OBJETIVO => Transcreva integralmente o trecho sobre Joseph Conrad, sem qualquer alteração.

Conrad revela naufrágio da civilização

MARCELO PEN
CRÍTICO DA FOLHA

Na gênese do cinema havia o trem. Basta lembrar de "A Chegada de um Trem à Estação", que assombrou a primeira exibição pública do "cinematographe" dos irmãos Lumière, em 1895. Da mesma forma, é possível pensar no navio como veículo iniciático do romance burguês, desde "Robinson Crusoé" (1719), de Daniel Defoe.
Os aspectos realistas, psicológicos e ideológicos contidos na obra de Defoe levaram a ficção a um novo patamar. Foram necessários quase duzentos anos para que a navegação, associada à busca do ser humano por algo que ele não sabe bem o que é, viesse a público com uma nova e -assustadora- feição. Em Joseph Conrad (1857-1924), vemos como essa busca oculta uma falácia.
O relato de Defoe baseou-se num caso real de naufrágio sofrido por um escocês. Já as histórias de Conrad derivam de sua própria vida. De origem polonesa, juntou-se à marinha mercante francesa e depois à britânica. Contrabandeou armas para a Espanha. Esteve em Sydney, Bombaim, Congo (sua experiência como capitão de um vapor fluvial serviu de mote para "O Coração das Trevas") e no arquipélago da Malásia.

LINHAS DE DADOS =>

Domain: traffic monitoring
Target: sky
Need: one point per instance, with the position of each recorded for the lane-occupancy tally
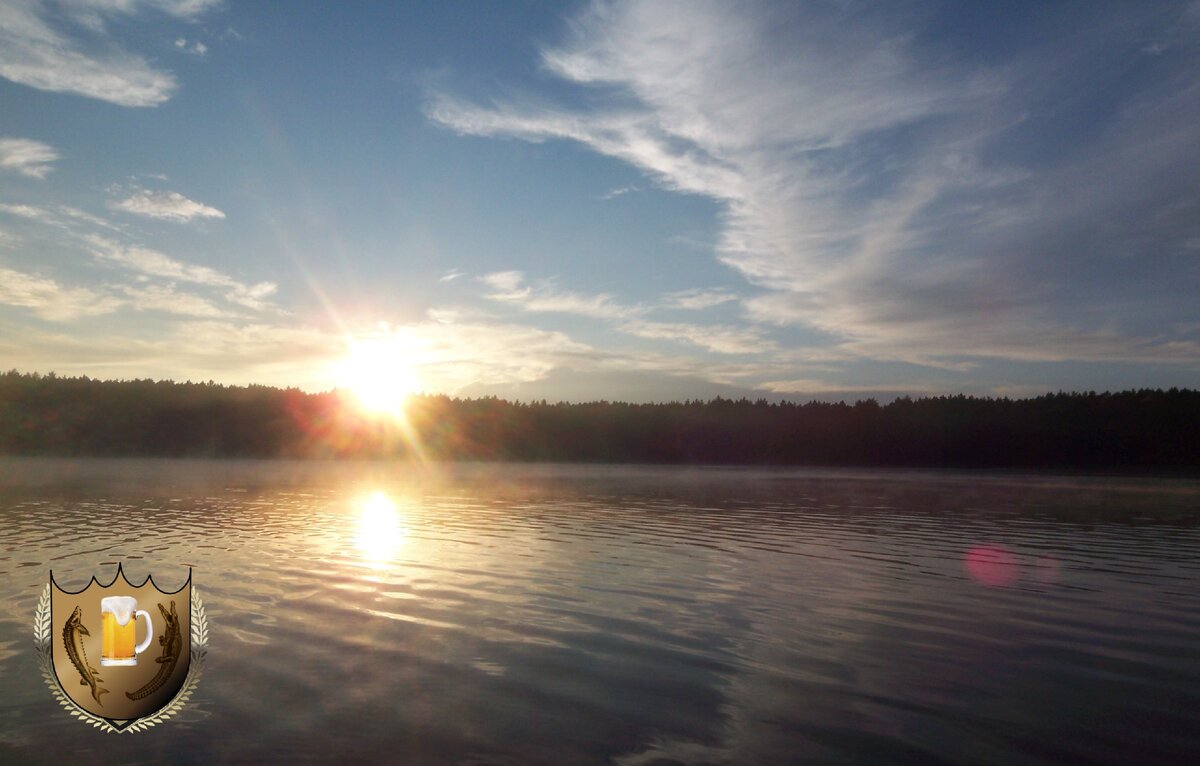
(621, 201)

SOLUÇÃO COMPLETA =>
Conrad revela naufrágio da civilização

MARCELO PEN
CRÍTICO DA FOLHA

Na gênese do cinema havia o trem. Basta lembrar de "A Chegada de um Trem à Estação", que assombrou a primeira exibição pública do "cinematographe" dos irmãos Lumière, em 1895. Da mesma forma, é possível pensar no navio como veículo iniciático do romance burguês, desde "Robinson Crusoé" (1719), de Daniel Defoe.
Os aspectos realistas, psicológicos e ideológicos contidos na obra de Defoe levaram a ficção a um novo patamar. Foram necessários quase duzentos anos para que a navegação, associada à busca do ser humano por algo que ele não sabe bem o que é, viesse a público com uma nova e -assustadora- feição. Em Joseph Conrad (1857-1924), vemos como essa busca oculta uma falácia.
O relato de Defoe baseou-se num caso real de naufrágio sofrido por um escocês. Já as histórias de Conrad derivam de sua própria vida. De origem polonesa, juntou-se à marinha mercante francesa e depois à britânica. Contrabandeou armas para a Espanha. Esteve em Sydney, Bombaim, Congo (sua experiência como capitão de um vapor fluvial serviu de mote para "O Coração das Trevas") e no arquipélago da Malásia.